» **PROBLEM STATEMENT**
So long as no pictures are carried over, output the records below exactly.

» **RECORDS FOR THIS EXERCISE**
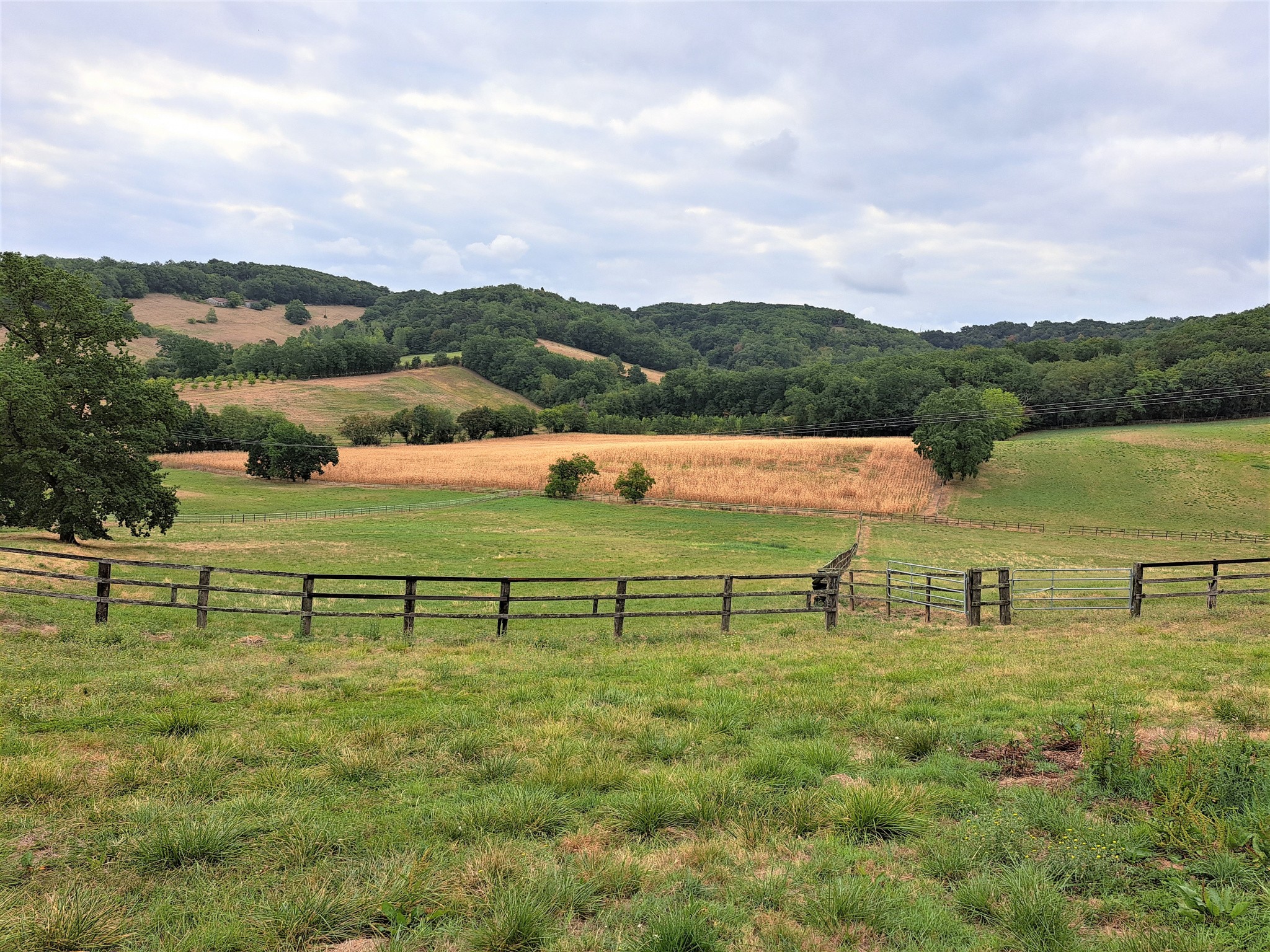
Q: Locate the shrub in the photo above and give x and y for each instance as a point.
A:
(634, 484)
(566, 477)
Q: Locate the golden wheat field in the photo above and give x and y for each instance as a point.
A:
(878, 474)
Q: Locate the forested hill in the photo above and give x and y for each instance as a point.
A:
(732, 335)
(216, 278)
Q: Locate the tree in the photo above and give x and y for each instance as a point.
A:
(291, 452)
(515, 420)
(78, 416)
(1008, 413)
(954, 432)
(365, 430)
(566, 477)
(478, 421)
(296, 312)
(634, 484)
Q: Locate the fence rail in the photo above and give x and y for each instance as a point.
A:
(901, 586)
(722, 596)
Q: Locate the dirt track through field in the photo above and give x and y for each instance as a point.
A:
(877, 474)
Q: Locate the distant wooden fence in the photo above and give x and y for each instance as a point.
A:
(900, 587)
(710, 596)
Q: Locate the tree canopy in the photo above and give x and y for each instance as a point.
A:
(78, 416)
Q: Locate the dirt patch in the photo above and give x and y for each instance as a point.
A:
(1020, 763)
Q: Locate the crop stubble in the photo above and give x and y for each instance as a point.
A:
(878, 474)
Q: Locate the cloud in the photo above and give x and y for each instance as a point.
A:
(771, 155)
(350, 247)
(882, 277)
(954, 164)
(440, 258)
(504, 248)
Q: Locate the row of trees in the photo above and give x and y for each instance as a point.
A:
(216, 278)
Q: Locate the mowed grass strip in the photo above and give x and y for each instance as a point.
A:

» **ANSWER TO THIS TASK**
Q: Locate the shrub in the photo above and give x and y for each instance as a point.
A:
(634, 484)
(566, 477)
Q: Locate the golden wheat field in the photo above and give x and y for each instance as a point.
A:
(878, 474)
Q: Locate the forested hill in the photo above and give x and y for each instance as a point.
A:
(732, 335)
(216, 278)
Q: Locate the tree in the photo above and give x and y for each instance as a point.
A:
(291, 452)
(515, 420)
(78, 416)
(1008, 413)
(954, 432)
(365, 430)
(566, 477)
(478, 421)
(296, 312)
(634, 484)
Q: Locate the fence rail in the photo above and give x and y for each instance as a point.
A:
(901, 586)
(722, 596)
Q: Locate the dirt track through field in the photo above and give x and y for each instance as a point.
A:
(877, 474)
Q: Locate the distant wooden fence in the photo above and give x and y for each instance as a point.
A:
(900, 587)
(710, 596)
Q: Locate the tree canopy in the photo above and give x and y for each instance as a point.
A:
(78, 416)
Q: Locate the dirt patch in the photo above and give x and y for each instance as a point.
A:
(1020, 763)
Q: Locate the crop stubble in the photo above and give x and y for each instance as a point.
A:
(878, 474)
Q: Locate the cloud in the photo above and give x and y for each instance as a point.
A:
(771, 155)
(350, 247)
(882, 277)
(954, 164)
(440, 258)
(504, 248)
Q: Locate the row of trees in the photo above and give x and y for each instance as a point.
A:
(216, 278)
Q: Locate the mowed grass strip in the photo above and give x and y for each instance as a point.
A:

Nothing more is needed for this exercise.